_Things to do_:
1: In the passage on the 1893 Chicago Fair, rewrite the part that opens with "The buildings were" and closes with "the White City.", putting "lasting" in place of "permanent".
2: According to the passage on the 1893 Chicago Fair, when did Congress vote to make Chicago the site of the Fair?

_Text extract_:
--- start ---

Chicago 1893 World’s Columbian Exposition

In October 1892, the world celebrated the discovery of the New World by Christopher Columbus. Late in the day on 24 February 1890, Congress in Washington voted to grant Chicago as the site of the great Fair for the United States. The opening of the Fair was scheduled for 1 May 1893.

Much work was needed. The site chosen at 63rd street near the lake on the south side of the city was a wetland. It needed drainage. The lack of firm footings for construction was going to be a problem. The strong personalities of the architects chosen were also a formidable force to be tamed. It was a monumental challenge faced by the city. Many believed it to be an impossible task. Chicago had a reputation as a brash place without the polish of the likes of New York or Philadelphia. Chicago needed to prove to the world it could meet the challenge.

This post is meant as a photographic visit to some of the highlights of the Fair. Links are provided if you want to explore the sources in depth on your own. Records and photos from historical sources give a view of the Fair most people have never seen. You might have heard stories from relatives about a visit to the Fair by some earlier generation. I hope this shows what they saw.



Why the White City?

The buildings were not designed to be permanent structures. This paragraph from the 1893 publication The Book of the Fair explains their appearance and the reason for being viewed as the White City.

--- end ---

_Records shown_:
--- start ---

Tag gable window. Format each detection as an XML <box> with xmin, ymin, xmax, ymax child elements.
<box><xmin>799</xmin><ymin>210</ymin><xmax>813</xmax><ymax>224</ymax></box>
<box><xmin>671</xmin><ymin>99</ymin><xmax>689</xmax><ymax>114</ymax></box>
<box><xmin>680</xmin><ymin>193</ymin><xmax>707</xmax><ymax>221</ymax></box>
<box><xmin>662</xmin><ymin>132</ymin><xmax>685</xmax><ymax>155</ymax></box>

--- end ---
--- start ---

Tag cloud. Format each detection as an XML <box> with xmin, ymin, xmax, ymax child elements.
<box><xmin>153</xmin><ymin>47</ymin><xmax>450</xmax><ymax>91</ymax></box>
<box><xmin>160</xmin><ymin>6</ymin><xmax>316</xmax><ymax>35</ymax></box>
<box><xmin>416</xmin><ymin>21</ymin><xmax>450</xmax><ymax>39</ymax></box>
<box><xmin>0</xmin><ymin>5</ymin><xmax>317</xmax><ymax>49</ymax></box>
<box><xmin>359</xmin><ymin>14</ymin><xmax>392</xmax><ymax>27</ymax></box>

--- end ---
--- start ---

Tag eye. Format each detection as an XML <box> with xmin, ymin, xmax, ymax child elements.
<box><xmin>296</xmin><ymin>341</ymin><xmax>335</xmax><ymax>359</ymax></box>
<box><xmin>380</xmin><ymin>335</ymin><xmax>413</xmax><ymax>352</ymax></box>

--- end ---

_Response list_:
1:
The buildings were not designed to be lasting structures. This paragraph from the 1893 publication The Book of the Fair explains their appearance and the reason for being viewed as the White City.

2: Late in the day on 24 February 1890.